## TASK:
Reproduce each of the following lines word for word.

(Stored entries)
****************

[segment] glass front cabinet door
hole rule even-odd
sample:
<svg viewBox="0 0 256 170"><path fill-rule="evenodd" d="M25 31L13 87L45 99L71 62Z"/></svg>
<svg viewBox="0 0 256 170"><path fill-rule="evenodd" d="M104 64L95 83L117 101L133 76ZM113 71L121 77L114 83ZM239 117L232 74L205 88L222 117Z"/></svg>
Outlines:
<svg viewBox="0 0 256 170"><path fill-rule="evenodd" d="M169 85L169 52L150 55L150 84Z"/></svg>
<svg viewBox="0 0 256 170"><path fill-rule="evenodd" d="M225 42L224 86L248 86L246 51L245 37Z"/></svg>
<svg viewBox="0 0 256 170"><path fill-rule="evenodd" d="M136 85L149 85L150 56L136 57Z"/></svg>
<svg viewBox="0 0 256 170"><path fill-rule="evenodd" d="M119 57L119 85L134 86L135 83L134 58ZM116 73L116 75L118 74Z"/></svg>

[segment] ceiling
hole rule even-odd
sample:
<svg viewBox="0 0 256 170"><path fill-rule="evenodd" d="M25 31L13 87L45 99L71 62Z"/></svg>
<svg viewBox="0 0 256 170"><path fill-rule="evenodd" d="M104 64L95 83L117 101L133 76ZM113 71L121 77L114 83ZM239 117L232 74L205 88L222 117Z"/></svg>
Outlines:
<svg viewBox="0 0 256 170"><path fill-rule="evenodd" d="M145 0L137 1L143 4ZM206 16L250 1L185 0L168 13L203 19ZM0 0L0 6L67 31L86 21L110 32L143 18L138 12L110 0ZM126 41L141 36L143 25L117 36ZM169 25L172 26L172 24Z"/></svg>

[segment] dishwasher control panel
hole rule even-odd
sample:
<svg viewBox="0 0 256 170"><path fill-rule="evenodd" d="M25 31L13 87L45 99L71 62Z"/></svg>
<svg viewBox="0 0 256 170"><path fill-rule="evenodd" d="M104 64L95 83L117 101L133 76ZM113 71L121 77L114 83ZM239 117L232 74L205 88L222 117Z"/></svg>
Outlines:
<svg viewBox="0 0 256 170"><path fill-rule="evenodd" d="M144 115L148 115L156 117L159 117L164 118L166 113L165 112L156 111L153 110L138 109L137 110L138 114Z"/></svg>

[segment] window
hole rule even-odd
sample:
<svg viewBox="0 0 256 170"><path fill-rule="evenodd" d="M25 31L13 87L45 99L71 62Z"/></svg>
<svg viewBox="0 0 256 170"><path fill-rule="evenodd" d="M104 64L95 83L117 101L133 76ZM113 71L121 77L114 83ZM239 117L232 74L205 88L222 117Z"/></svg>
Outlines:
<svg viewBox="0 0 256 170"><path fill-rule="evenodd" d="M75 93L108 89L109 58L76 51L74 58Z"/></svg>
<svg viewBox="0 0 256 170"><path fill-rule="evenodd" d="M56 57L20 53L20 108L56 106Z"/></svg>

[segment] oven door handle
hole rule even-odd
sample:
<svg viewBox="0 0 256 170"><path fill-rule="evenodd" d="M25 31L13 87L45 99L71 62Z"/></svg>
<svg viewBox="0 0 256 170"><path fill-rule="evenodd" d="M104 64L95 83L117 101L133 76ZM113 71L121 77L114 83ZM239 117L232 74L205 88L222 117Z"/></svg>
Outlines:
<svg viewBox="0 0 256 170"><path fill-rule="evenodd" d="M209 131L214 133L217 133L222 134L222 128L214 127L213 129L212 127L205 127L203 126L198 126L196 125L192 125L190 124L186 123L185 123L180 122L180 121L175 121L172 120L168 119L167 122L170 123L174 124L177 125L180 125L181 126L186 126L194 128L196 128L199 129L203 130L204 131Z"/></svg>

****************

## THE OUTPUT:
[segment] glass front cabinet door
hole rule even-odd
sample:
<svg viewBox="0 0 256 170"><path fill-rule="evenodd" d="M25 31L13 87L45 99L71 62Z"/></svg>
<svg viewBox="0 0 256 170"><path fill-rule="evenodd" d="M104 64L95 83L117 101L133 76ZM113 71L121 77L114 83ZM239 117L232 74L205 88L222 117Z"/></svg>
Outlines:
<svg viewBox="0 0 256 170"><path fill-rule="evenodd" d="M169 85L169 52L150 55L150 84Z"/></svg>
<svg viewBox="0 0 256 170"><path fill-rule="evenodd" d="M225 42L224 86L248 86L246 51L245 37Z"/></svg>
<svg viewBox="0 0 256 170"><path fill-rule="evenodd" d="M136 85L149 85L150 56L136 57Z"/></svg>
<svg viewBox="0 0 256 170"><path fill-rule="evenodd" d="M119 57L119 85L134 86L135 83L134 58ZM116 73L116 75L118 74Z"/></svg>

[segment] ceiling
hole rule even-odd
sample:
<svg viewBox="0 0 256 170"><path fill-rule="evenodd" d="M25 31L13 87L45 99L71 62Z"/></svg>
<svg viewBox="0 0 256 170"><path fill-rule="evenodd" d="M104 64L95 83L117 101L133 76ZM113 71L121 77L114 83ZM239 117L232 74L205 88L222 117Z"/></svg>
Outlines:
<svg viewBox="0 0 256 170"><path fill-rule="evenodd" d="M145 0L137 1L143 4ZM206 16L250 1L185 0L168 13L203 19ZM0 0L0 6L67 31L86 21L110 32L143 18L138 12L110 0ZM126 41L141 36L143 25L117 36ZM169 25L172 26L172 24Z"/></svg>

[segment] dishwasher control panel
hole rule even-odd
sample:
<svg viewBox="0 0 256 170"><path fill-rule="evenodd" d="M25 31L13 87L45 99L71 62Z"/></svg>
<svg viewBox="0 0 256 170"><path fill-rule="evenodd" d="M104 64L95 83L117 101L133 76ZM113 71L121 77L114 83ZM239 117L232 74L205 88L222 117Z"/></svg>
Outlines:
<svg viewBox="0 0 256 170"><path fill-rule="evenodd" d="M144 115L148 115L156 117L159 117L164 118L166 113L165 112L156 111L153 110L138 109L137 110L138 114Z"/></svg>

[segment] window
hole rule even-odd
sample:
<svg viewBox="0 0 256 170"><path fill-rule="evenodd" d="M25 31L13 87L45 99L71 62Z"/></svg>
<svg viewBox="0 0 256 170"><path fill-rule="evenodd" d="M104 64L95 83L117 101L133 76ZM113 71L121 77L114 83ZM239 117L232 74L205 88L222 117Z"/></svg>
Outlines:
<svg viewBox="0 0 256 170"><path fill-rule="evenodd" d="M75 93L108 89L109 58L76 51L74 58Z"/></svg>
<svg viewBox="0 0 256 170"><path fill-rule="evenodd" d="M56 57L20 53L20 108L56 106Z"/></svg>

[segment] oven door handle
hole rule even-odd
sample:
<svg viewBox="0 0 256 170"><path fill-rule="evenodd" d="M25 31L13 87L45 99L71 62Z"/></svg>
<svg viewBox="0 0 256 170"><path fill-rule="evenodd" d="M104 64L95 83L117 101L133 76ZM113 71L121 77L114 83ZM239 117L232 74L205 88L222 117Z"/></svg>
Outlines:
<svg viewBox="0 0 256 170"><path fill-rule="evenodd" d="M209 131L214 133L217 133L222 134L222 128L214 127L213 129L212 127L205 127L203 126L198 126L196 125L192 125L190 124L186 123L185 123L180 122L180 121L175 121L172 120L168 119L167 122L170 123L174 124L177 125L180 125L181 126L186 126L194 128L196 128L199 129L203 130L204 131Z"/></svg>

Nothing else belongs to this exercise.